Task to complete ▸
Turn every line from the one containing "If you could segment every instance of the tent" down to the one containing "132 110 L 132", both included, into a numbered list, leaving out any blank lines.
[start]
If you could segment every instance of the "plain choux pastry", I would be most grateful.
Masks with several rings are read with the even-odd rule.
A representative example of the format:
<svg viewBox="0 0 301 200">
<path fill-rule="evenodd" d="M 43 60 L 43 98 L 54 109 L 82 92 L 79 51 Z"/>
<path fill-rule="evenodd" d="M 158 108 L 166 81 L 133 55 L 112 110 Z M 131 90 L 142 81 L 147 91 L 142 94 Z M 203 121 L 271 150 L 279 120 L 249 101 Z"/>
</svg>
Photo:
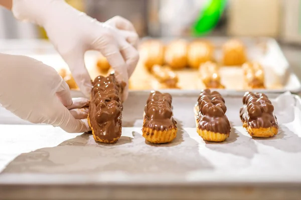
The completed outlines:
<svg viewBox="0 0 301 200">
<path fill-rule="evenodd" d="M 238 40 L 230 40 L 223 46 L 223 63 L 225 66 L 241 66 L 247 60 L 245 47 Z"/>
<path fill-rule="evenodd" d="M 187 66 L 188 43 L 184 40 L 172 42 L 165 50 L 165 62 L 173 69 Z"/>
<path fill-rule="evenodd" d="M 102 55 L 100 55 L 97 60 L 97 66 L 102 72 L 107 72 L 111 68 L 107 59 Z"/>
<path fill-rule="evenodd" d="M 200 65 L 213 58 L 214 47 L 209 42 L 193 41 L 188 46 L 188 66 L 197 69 Z"/>
<path fill-rule="evenodd" d="M 144 42 L 141 46 L 140 58 L 144 66 L 150 70 L 155 64 L 162 66 L 164 63 L 165 46 L 162 42 L 150 40 Z"/>
</svg>

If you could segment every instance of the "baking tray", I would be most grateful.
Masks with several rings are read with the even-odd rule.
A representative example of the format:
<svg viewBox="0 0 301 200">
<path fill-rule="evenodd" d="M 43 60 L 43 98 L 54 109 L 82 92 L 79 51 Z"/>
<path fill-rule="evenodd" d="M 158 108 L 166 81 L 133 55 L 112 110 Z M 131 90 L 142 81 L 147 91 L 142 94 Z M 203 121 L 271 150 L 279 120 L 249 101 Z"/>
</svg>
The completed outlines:
<svg viewBox="0 0 301 200">
<path fill-rule="evenodd" d="M 201 39 L 211 42 L 214 46 L 214 58 L 220 66 L 220 74 L 221 83 L 226 86 L 225 90 L 229 92 L 235 93 L 236 91 L 244 91 L 243 88 L 243 76 L 241 66 L 223 66 L 221 63 L 222 57 L 222 46 L 230 38 L 206 37 Z M 239 38 L 245 44 L 249 61 L 256 61 L 261 63 L 265 72 L 265 90 L 256 90 L 262 92 L 282 92 L 290 90 L 294 92 L 300 91 L 301 84 L 296 76 L 292 73 L 289 64 L 284 56 L 277 42 L 270 38 Z M 145 38 L 142 42 L 152 38 Z M 175 38 L 155 38 L 161 40 L 163 44 L 168 44 Z M 185 38 L 187 41 L 193 40 L 193 38 Z M 148 74 L 143 66 L 143 60 L 147 56 L 145 52 L 141 54 L 141 65 L 138 65 L 132 78 L 135 89 L 160 88 L 156 79 Z M 179 86 L 185 90 L 200 90 L 205 87 L 200 80 L 198 72 L 195 70 L 185 68 L 175 71 L 179 76 Z M 149 84 L 138 84 L 146 78 Z M 144 82 L 145 81 L 144 80 Z"/>
<path fill-rule="evenodd" d="M 199 93 L 170 90 L 177 136 L 151 144 L 141 131 L 149 92 L 130 92 L 122 135 L 114 144 L 49 126 L 0 125 L 0 199 L 299 199 L 298 96 L 268 95 L 280 128 L 262 139 L 242 127 L 242 96 L 223 94 L 231 132 L 225 142 L 213 143 L 196 132 Z"/>
<path fill-rule="evenodd" d="M 142 42 L 149 40 L 144 38 Z M 168 44 L 175 38 L 160 38 Z M 213 42 L 216 47 L 215 58 L 220 60 L 222 56 L 221 46 L 228 37 L 206 38 Z M 254 91 L 265 93 L 282 93 L 290 91 L 292 93 L 301 92 L 301 84 L 295 74 L 292 72 L 277 42 L 269 38 L 240 38 L 245 44 L 249 58 L 262 64 L 265 72 L 265 84 L 269 86 L 266 90 L 255 90 Z M 192 38 L 187 38 L 192 40 Z M 54 50 L 48 42 L 44 40 L 0 40 L 0 52 L 10 54 L 23 54 L 34 58 L 53 66 L 57 70 L 67 68 L 67 66 L 60 56 Z M 87 52 L 85 56 L 86 66 L 91 78 L 94 79 L 99 74 L 103 74 L 96 67 L 99 56 L 96 52 Z M 136 91 L 160 90 L 160 84 L 147 72 L 143 66 L 143 58 L 137 64 L 130 80 L 130 88 Z M 240 68 L 225 67 L 222 69 L 222 82 L 228 86 L 223 90 L 228 94 L 244 93 L 242 88 L 243 76 Z M 183 90 L 200 91 L 204 86 L 199 80 L 198 72 L 189 69 L 176 72 L 179 76 L 179 85 Z M 72 90 L 72 96 L 83 96 L 79 90 Z"/>
</svg>

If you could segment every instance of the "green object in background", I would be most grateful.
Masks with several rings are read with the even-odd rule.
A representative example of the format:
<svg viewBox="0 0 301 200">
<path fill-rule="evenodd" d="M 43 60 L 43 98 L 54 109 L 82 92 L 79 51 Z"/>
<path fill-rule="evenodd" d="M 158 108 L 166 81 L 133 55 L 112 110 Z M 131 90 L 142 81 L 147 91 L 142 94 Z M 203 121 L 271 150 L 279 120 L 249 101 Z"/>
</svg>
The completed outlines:
<svg viewBox="0 0 301 200">
<path fill-rule="evenodd" d="M 193 24 L 192 34 L 200 36 L 212 30 L 222 16 L 226 2 L 227 0 L 209 0 Z"/>
</svg>

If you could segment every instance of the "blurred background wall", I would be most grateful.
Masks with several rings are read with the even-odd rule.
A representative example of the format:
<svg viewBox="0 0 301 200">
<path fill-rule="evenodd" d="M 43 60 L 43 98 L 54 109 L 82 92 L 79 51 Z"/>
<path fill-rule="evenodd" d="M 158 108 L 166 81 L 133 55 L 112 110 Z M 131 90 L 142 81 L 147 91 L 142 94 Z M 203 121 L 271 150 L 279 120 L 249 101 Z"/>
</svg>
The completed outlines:
<svg viewBox="0 0 301 200">
<path fill-rule="evenodd" d="M 69 0 L 100 22 L 130 20 L 141 37 L 268 36 L 301 42 L 301 0 Z M 43 28 L 0 8 L 0 38 L 45 38 Z M 301 44 L 301 43 L 300 43 Z"/>
</svg>

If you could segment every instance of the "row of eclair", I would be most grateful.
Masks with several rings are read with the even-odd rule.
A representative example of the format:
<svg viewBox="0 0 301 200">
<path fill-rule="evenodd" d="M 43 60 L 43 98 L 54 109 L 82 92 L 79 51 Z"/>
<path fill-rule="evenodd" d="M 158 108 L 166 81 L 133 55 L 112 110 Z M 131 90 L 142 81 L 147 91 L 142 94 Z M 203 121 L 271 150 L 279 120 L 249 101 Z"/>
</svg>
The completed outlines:
<svg viewBox="0 0 301 200">
<path fill-rule="evenodd" d="M 115 143 L 121 134 L 122 105 L 120 95 L 124 86 L 114 74 L 98 76 L 93 82 L 88 121 L 95 140 Z M 177 136 L 177 122 L 173 114 L 172 96 L 150 93 L 144 108 L 142 136 L 147 141 L 162 144 Z M 243 98 L 240 118 L 252 136 L 268 138 L 277 134 L 274 107 L 261 93 L 246 92 Z M 223 142 L 229 137 L 230 124 L 226 116 L 225 100 L 218 92 L 203 90 L 195 107 L 197 131 L 205 140 Z"/>
<path fill-rule="evenodd" d="M 242 65 L 244 88 L 264 88 L 264 73 L 261 66 L 257 62 L 245 62 Z M 179 78 L 168 66 L 156 64 L 150 70 L 163 88 L 177 88 Z M 221 82 L 218 65 L 211 61 L 201 64 L 199 68 L 200 80 L 206 88 L 224 88 Z"/>
<path fill-rule="evenodd" d="M 247 60 L 245 47 L 238 40 L 229 40 L 222 48 L 223 65 L 241 66 Z M 143 64 L 148 70 L 156 64 L 164 64 L 172 69 L 187 66 L 197 69 L 202 63 L 215 60 L 213 45 L 209 41 L 201 40 L 188 42 L 180 39 L 167 45 L 161 40 L 151 40 L 143 43 L 140 50 Z"/>
</svg>

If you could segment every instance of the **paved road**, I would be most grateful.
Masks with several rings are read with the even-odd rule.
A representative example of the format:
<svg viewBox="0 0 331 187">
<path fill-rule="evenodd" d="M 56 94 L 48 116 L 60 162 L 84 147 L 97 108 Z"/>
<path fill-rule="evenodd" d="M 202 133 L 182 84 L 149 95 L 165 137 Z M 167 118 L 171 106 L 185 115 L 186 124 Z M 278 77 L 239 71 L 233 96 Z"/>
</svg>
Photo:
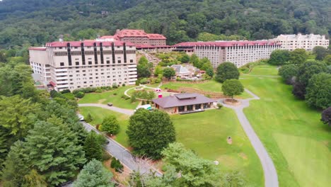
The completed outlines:
<svg viewBox="0 0 331 187">
<path fill-rule="evenodd" d="M 265 186 L 267 187 L 278 187 L 279 184 L 277 172 L 276 171 L 276 168 L 274 167 L 274 162 L 269 156 L 267 150 L 256 135 L 253 128 L 250 125 L 250 122 L 247 119 L 243 110 L 244 108 L 248 107 L 250 106 L 250 100 L 260 99 L 260 98 L 248 89 L 245 89 L 245 91 L 252 95 L 253 98 L 248 99 L 240 99 L 241 101 L 241 104 L 240 106 L 229 106 L 225 103 L 223 103 L 223 105 L 225 107 L 231 108 L 235 110 L 236 114 L 237 115 L 237 118 L 239 120 L 241 126 L 243 127 L 243 129 L 245 130 L 245 132 L 248 137 L 248 139 L 250 140 L 252 147 L 255 149 L 255 152 L 261 162 L 265 174 Z M 223 100 L 220 100 L 220 102 L 223 103 Z"/>
<path fill-rule="evenodd" d="M 100 107 L 100 108 L 103 108 L 105 109 L 108 109 L 108 110 L 113 110 L 113 111 L 115 111 L 115 112 L 117 112 L 117 113 L 126 114 L 126 115 L 132 115 L 134 113 L 133 110 L 121 108 L 118 108 L 118 107 L 116 107 L 116 106 L 109 106 L 105 105 L 105 104 L 83 103 L 83 104 L 79 104 L 79 106 L 96 106 L 96 107 Z"/>
<path fill-rule="evenodd" d="M 87 131 L 90 132 L 91 130 L 94 130 L 96 133 L 100 134 L 100 132 L 98 130 L 96 130 L 93 126 L 91 125 L 90 124 L 84 121 L 81 121 L 81 124 L 83 124 L 83 125 Z M 122 147 L 121 144 L 120 144 L 111 138 L 109 138 L 108 137 L 106 137 L 106 138 L 109 141 L 109 144 L 105 147 L 105 149 L 113 157 L 119 159 L 122 162 L 122 164 L 125 165 L 132 171 L 140 171 L 141 174 L 151 172 L 150 169 L 153 168 L 152 166 L 141 166 L 141 164 L 139 164 L 137 162 L 136 162 L 134 157 L 132 156 L 130 152 L 128 151 L 125 147 Z M 162 174 L 158 171 L 156 171 L 153 168 L 153 171 L 154 172 L 156 171 L 156 176 L 162 176 Z"/>
</svg>

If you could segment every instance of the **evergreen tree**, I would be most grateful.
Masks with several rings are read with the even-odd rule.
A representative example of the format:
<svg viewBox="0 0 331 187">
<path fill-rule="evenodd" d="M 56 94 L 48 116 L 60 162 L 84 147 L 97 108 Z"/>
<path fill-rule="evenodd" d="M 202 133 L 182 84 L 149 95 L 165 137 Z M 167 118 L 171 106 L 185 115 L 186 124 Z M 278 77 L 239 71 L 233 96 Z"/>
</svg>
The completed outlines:
<svg viewBox="0 0 331 187">
<path fill-rule="evenodd" d="M 239 75 L 237 67 L 231 62 L 226 62 L 217 67 L 215 79 L 223 83 L 227 79 L 238 79 Z"/>
<path fill-rule="evenodd" d="M 93 118 L 92 118 L 92 115 L 91 115 L 91 113 L 88 113 L 88 116 L 86 118 L 85 118 L 85 121 L 86 123 L 90 123 L 90 122 L 91 122 L 93 120 Z"/>
<path fill-rule="evenodd" d="M 28 174 L 24 176 L 22 187 L 47 187 L 47 183 L 45 178 L 40 175 L 38 172 L 33 169 Z"/>
<path fill-rule="evenodd" d="M 4 164 L 1 178 L 4 187 L 21 186 L 23 176 L 29 172 L 29 164 L 24 143 L 17 141 L 11 147 Z"/>
<path fill-rule="evenodd" d="M 103 156 L 103 147 L 98 138 L 98 135 L 91 131 L 88 133 L 84 143 L 85 157 L 88 161 L 93 159 L 101 160 Z"/>
<path fill-rule="evenodd" d="M 73 186 L 74 187 L 111 187 L 114 186 L 114 183 L 111 181 L 112 177 L 112 173 L 103 167 L 100 162 L 93 159 L 84 166 Z"/>
<path fill-rule="evenodd" d="M 86 162 L 83 147 L 74 133 L 49 122 L 38 122 L 25 138 L 29 162 L 57 186 L 74 176 Z"/>
</svg>

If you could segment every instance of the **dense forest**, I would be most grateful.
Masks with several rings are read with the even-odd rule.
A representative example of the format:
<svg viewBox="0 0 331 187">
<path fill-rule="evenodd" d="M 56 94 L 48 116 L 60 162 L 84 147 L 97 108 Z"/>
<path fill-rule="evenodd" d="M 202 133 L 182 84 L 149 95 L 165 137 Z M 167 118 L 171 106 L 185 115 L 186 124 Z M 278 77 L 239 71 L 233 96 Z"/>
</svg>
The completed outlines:
<svg viewBox="0 0 331 187">
<path fill-rule="evenodd" d="M 168 44 L 207 36 L 247 40 L 279 34 L 331 34 L 329 0 L 3 0 L 0 46 L 95 38 L 140 28 Z M 209 34 L 210 33 L 210 34 Z M 212 35 L 211 35 L 212 34 Z M 231 38 L 235 36 L 234 38 Z"/>
</svg>

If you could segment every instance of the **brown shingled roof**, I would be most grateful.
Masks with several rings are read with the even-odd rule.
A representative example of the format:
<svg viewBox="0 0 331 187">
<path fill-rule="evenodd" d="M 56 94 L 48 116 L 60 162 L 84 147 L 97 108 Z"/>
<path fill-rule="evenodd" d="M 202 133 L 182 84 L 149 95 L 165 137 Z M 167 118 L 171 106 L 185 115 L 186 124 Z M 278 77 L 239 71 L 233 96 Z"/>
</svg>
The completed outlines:
<svg viewBox="0 0 331 187">
<path fill-rule="evenodd" d="M 174 96 L 153 99 L 153 102 L 162 108 L 196 105 L 216 101 L 214 99 L 198 94 L 178 94 Z"/>
</svg>

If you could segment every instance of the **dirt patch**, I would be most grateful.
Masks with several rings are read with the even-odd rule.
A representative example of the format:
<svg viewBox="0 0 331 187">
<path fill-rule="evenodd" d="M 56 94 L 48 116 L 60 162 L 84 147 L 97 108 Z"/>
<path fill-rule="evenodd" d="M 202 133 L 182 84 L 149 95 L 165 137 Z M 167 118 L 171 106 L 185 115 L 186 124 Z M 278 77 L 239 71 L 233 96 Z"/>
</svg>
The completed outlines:
<svg viewBox="0 0 331 187">
<path fill-rule="evenodd" d="M 99 101 L 98 101 L 98 104 L 102 104 L 105 101 L 106 101 L 105 98 L 100 99 Z"/>
<path fill-rule="evenodd" d="M 243 159 L 245 160 L 247 160 L 248 158 L 247 157 L 247 155 L 243 153 L 243 152 L 240 152 L 238 154 L 239 154 L 239 157 L 240 157 L 241 158 L 243 158 Z"/>
</svg>

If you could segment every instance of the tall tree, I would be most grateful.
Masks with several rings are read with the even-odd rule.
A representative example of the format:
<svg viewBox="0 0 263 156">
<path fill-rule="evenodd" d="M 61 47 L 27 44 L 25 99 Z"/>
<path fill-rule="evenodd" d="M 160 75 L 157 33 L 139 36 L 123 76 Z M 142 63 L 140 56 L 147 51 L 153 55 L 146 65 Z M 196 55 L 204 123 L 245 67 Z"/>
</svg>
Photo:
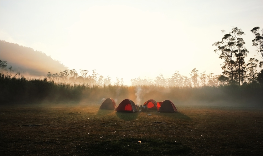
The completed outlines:
<svg viewBox="0 0 263 156">
<path fill-rule="evenodd" d="M 222 73 L 229 78 L 231 83 L 234 83 L 235 77 L 234 58 L 235 54 L 237 51 L 236 38 L 231 32 L 225 34 L 225 31 L 224 30 L 221 32 L 224 34 L 222 40 L 215 42 L 212 46 L 217 47 L 218 49 L 214 51 L 215 53 L 219 55 L 219 58 L 224 61 L 221 67 L 224 71 Z M 220 54 L 219 51 L 220 51 Z"/>
<path fill-rule="evenodd" d="M 162 74 L 160 74 L 158 76 L 156 77 L 154 81 L 156 85 L 166 86 L 167 85 L 166 80 L 163 77 Z"/>
<path fill-rule="evenodd" d="M 195 68 L 191 71 L 191 73 L 190 74 L 190 75 L 191 76 L 191 79 L 194 87 L 196 87 L 199 85 L 198 72 L 199 71 L 196 70 L 196 68 Z"/>
<path fill-rule="evenodd" d="M 206 85 L 206 79 L 207 76 L 205 73 L 206 71 L 204 71 L 202 73 L 200 76 L 200 80 L 201 80 L 201 86 L 205 86 Z"/>
<path fill-rule="evenodd" d="M 260 53 L 261 56 L 259 56 L 262 59 L 262 61 L 260 62 L 259 67 L 263 68 L 263 29 L 260 29 L 259 27 L 257 27 L 250 31 L 255 37 L 255 38 L 252 40 L 252 45 L 258 48 L 257 51 L 258 53 Z"/>
<path fill-rule="evenodd" d="M 249 82 L 254 82 L 256 81 L 257 76 L 258 74 L 256 70 L 258 60 L 255 58 L 251 58 L 247 62 L 248 63 L 247 66 L 249 72 L 248 79 Z"/>
<path fill-rule="evenodd" d="M 245 77 L 246 72 L 245 71 L 246 63 L 245 58 L 247 56 L 247 54 L 249 52 L 244 47 L 245 43 L 242 37 L 245 34 L 242 31 L 241 29 L 239 29 L 237 27 L 232 29 L 232 32 L 230 33 L 236 40 L 235 42 L 237 49 L 236 52 L 235 53 L 236 58 L 235 62 L 235 76 L 237 77 L 239 84 L 240 85 L 241 83 L 242 84 L 243 84 Z"/>
</svg>

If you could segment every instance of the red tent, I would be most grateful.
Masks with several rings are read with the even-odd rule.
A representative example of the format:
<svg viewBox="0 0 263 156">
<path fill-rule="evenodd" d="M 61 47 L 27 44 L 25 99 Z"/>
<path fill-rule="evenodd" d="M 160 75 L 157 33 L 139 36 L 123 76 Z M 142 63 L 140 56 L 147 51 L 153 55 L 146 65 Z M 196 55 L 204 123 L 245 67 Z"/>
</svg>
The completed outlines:
<svg viewBox="0 0 263 156">
<path fill-rule="evenodd" d="M 111 98 L 108 98 L 102 103 L 100 109 L 115 110 L 116 108 L 116 104 L 114 100 Z"/>
<path fill-rule="evenodd" d="M 130 99 L 123 100 L 116 109 L 118 112 L 134 113 L 138 110 L 133 102 Z"/>
<path fill-rule="evenodd" d="M 157 110 L 157 103 L 154 100 L 148 100 L 144 103 L 143 106 L 147 106 L 149 110 Z"/>
<path fill-rule="evenodd" d="M 174 105 L 172 101 L 168 100 L 157 102 L 157 110 L 158 112 L 177 112 L 177 110 L 175 108 Z"/>
</svg>

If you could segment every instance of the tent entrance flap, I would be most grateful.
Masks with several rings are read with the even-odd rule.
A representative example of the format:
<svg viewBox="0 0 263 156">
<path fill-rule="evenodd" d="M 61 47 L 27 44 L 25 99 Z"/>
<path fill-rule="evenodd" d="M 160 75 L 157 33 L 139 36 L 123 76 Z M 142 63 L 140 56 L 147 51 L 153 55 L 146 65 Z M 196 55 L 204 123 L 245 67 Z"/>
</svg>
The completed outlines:
<svg viewBox="0 0 263 156">
<path fill-rule="evenodd" d="M 132 110 L 132 105 L 130 104 L 127 104 L 125 106 L 124 110 L 129 110 L 131 111 Z"/>
<path fill-rule="evenodd" d="M 149 102 L 148 103 L 148 105 L 147 105 L 147 107 L 148 108 L 151 108 L 154 106 L 154 105 L 153 105 L 153 103 L 152 102 Z"/>
</svg>

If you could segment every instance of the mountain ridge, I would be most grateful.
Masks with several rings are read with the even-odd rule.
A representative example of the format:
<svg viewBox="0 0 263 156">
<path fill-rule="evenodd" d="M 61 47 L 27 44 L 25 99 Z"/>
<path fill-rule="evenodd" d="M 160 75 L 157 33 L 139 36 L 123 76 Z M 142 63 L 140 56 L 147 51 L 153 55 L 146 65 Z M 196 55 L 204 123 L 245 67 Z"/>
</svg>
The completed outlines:
<svg viewBox="0 0 263 156">
<path fill-rule="evenodd" d="M 8 68 L 12 66 L 15 73 L 31 77 L 45 76 L 49 72 L 55 73 L 68 69 L 44 52 L 1 40 L 0 60 L 7 62 Z"/>
</svg>

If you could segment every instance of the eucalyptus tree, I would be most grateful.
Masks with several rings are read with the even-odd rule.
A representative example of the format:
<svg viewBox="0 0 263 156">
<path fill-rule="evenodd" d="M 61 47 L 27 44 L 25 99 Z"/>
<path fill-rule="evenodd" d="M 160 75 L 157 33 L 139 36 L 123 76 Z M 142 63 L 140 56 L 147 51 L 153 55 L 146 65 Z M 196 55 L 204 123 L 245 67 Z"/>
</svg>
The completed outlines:
<svg viewBox="0 0 263 156">
<path fill-rule="evenodd" d="M 231 83 L 235 81 L 235 54 L 237 52 L 236 38 L 231 34 L 231 32 L 225 34 L 224 30 L 221 31 L 224 35 L 221 41 L 215 42 L 212 45 L 217 47 L 214 51 L 219 55 L 219 58 L 224 60 L 222 69 L 224 70 L 223 73 L 229 77 Z M 222 64 L 221 64 L 221 65 Z"/>
<path fill-rule="evenodd" d="M 246 72 L 245 58 L 247 56 L 247 54 L 249 53 L 247 50 L 244 47 L 244 45 L 245 43 L 242 37 L 245 34 L 241 29 L 236 27 L 232 29 L 232 32 L 230 32 L 230 34 L 236 39 L 236 51 L 235 52 L 236 58 L 235 62 L 235 72 L 239 84 L 240 85 L 241 82 L 242 84 L 243 84 L 245 77 Z"/>
<path fill-rule="evenodd" d="M 262 59 L 262 61 L 259 63 L 259 67 L 263 68 L 263 29 L 260 29 L 258 27 L 254 27 L 250 31 L 253 33 L 255 38 L 252 40 L 252 45 L 255 46 L 257 48 L 258 53 L 260 53 L 261 56 L 260 57 Z"/>
<path fill-rule="evenodd" d="M 167 85 L 166 80 L 163 77 L 162 74 L 160 74 L 158 76 L 155 78 L 154 82 L 156 85 L 166 86 Z"/>
<path fill-rule="evenodd" d="M 78 73 L 77 73 L 77 71 L 75 69 L 70 71 L 70 76 L 69 79 L 73 82 L 75 82 L 76 79 L 78 76 Z"/>
<path fill-rule="evenodd" d="M 182 86 L 183 83 L 182 80 L 182 76 L 179 73 L 179 71 L 176 71 L 172 77 L 167 79 L 167 85 L 170 86 Z"/>
<path fill-rule="evenodd" d="M 199 71 L 196 69 L 196 68 L 195 68 L 191 71 L 191 73 L 190 74 L 191 79 L 195 88 L 198 87 L 199 85 L 198 81 L 198 76 L 199 76 L 198 75 Z"/>
<path fill-rule="evenodd" d="M 247 66 L 248 71 L 249 72 L 248 80 L 250 83 L 254 82 L 256 80 L 257 76 L 258 74 L 256 70 L 258 61 L 258 60 L 255 58 L 251 58 L 247 61 L 248 63 Z"/>
<path fill-rule="evenodd" d="M 207 79 L 207 75 L 205 73 L 206 71 L 205 71 L 202 73 L 200 76 L 200 80 L 201 81 L 201 86 L 205 86 L 206 85 L 206 80 Z"/>
</svg>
[end]
Task output ▸
1. If you could segment every instance of the tent entrance flap, I would be most grateful.
2. Masks with several rings are read with the even-odd rule.
3. A representative example of the format:
4. <svg viewBox="0 0 263 156">
5. <path fill-rule="evenodd" d="M 61 47 L 27 44 L 25 99 Z"/>
6. <path fill-rule="evenodd" d="M 160 75 L 157 33 L 139 36 L 123 76 Z M 142 63 L 140 56 L 147 51 L 153 55 L 146 65 Z M 196 55 L 204 123 L 245 67 Z"/>
7. </svg>
8. The completed outlines:
9. <svg viewBox="0 0 263 156">
10. <path fill-rule="evenodd" d="M 132 110 L 132 105 L 130 104 L 127 104 L 125 106 L 124 110 L 129 110 L 131 111 Z"/>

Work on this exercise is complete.